READING PASSAGE
= = = = =

By catching and handling the error, the client application can ensure proper synchronization and prevent lost updates, maintaining data integrity and consistency.


Lost updates anomaly is a serious phenomena because this can lead to serious bugs if we don't avoid it. under the hood, this isolation level uses MVCC to avoid lost updates, will discuss more about MVCC in future sections.


Avoiding Non-repeatable reads:

As I explained before in previous sections, where a transaction reads the same row multiple times during its lifespan, but the values of the row change between the reads. This inconsistency can lead to unexpected and inconsistent query results. To avoid this we can use REPEATABLE READ Isolation level.



Explanation:

  • In this scenario, T1 reads the balance of 'Srinu' as 100, unaware that T2 has made modifications to the balance. The REPEATABLE READ isolation level ensures that T1 maintains a consistent view of the data within its transaction scope, avoiding any potential issues.

  • When T1 attempts to modify the balance of 'Srinu', Postgres detects a concurrent update and throws an error: "could not serialize access due to concurrent update." This error is raised to prevent conflicting modifications that could result in data inconsistencies.

By enforcing a repeatable read isolation level, Postgres ensures that transactions see a consistent snapshot of the data throughout their execution. This helps maintain data integrity and prevents unexpected behavior caused by concurrent updates.

= = = = =

DATA EXCERPT
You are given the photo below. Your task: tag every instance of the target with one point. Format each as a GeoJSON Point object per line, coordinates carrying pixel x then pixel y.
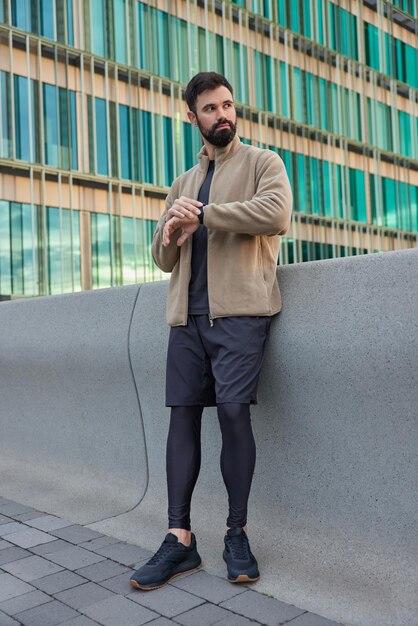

= = = = =

TASK INSTRUCTIONS
(a) In the passage on Postgres isolation levels, what error does Postgres throw when T1 attempts to modify the balance of 'Srinu'?
(b) Go on with the passage on Postgres isolation levels, picking up right after its final sentence.

EXPECTED RESULTS
(a) "could not serialize access due to concurrent update."

(b)
Serializable:

The serializable isolation level is the highest isolation level. It prevents all anomalies, including dirty reads, non-repeatable reads, and phantom reads. Under the hood, it uses MVCC and Predicate locking to avoid any modifications to the data fetched during 1st read and it also throws an error so that the other concurrent transaction can retry to eventually make it successful


Highs:

  • Avoids all read phenomena (Dirty Reads, Phantom reads, Non Repeatable reads, Lost updates)

  • Can be used where it is important to prevent users from seeing stale or inaccurate data.

Lows:

  • Reduced concurrency, avoid using this isolation level if your application requires high concurrency.


In the next part, I will cover some advanced concepts which help in achieving the Postgres concurrency, Stay tuned for part-2

  1. MVCC/Snapshots

  2. Locks (Shared Vs Exclusive locks)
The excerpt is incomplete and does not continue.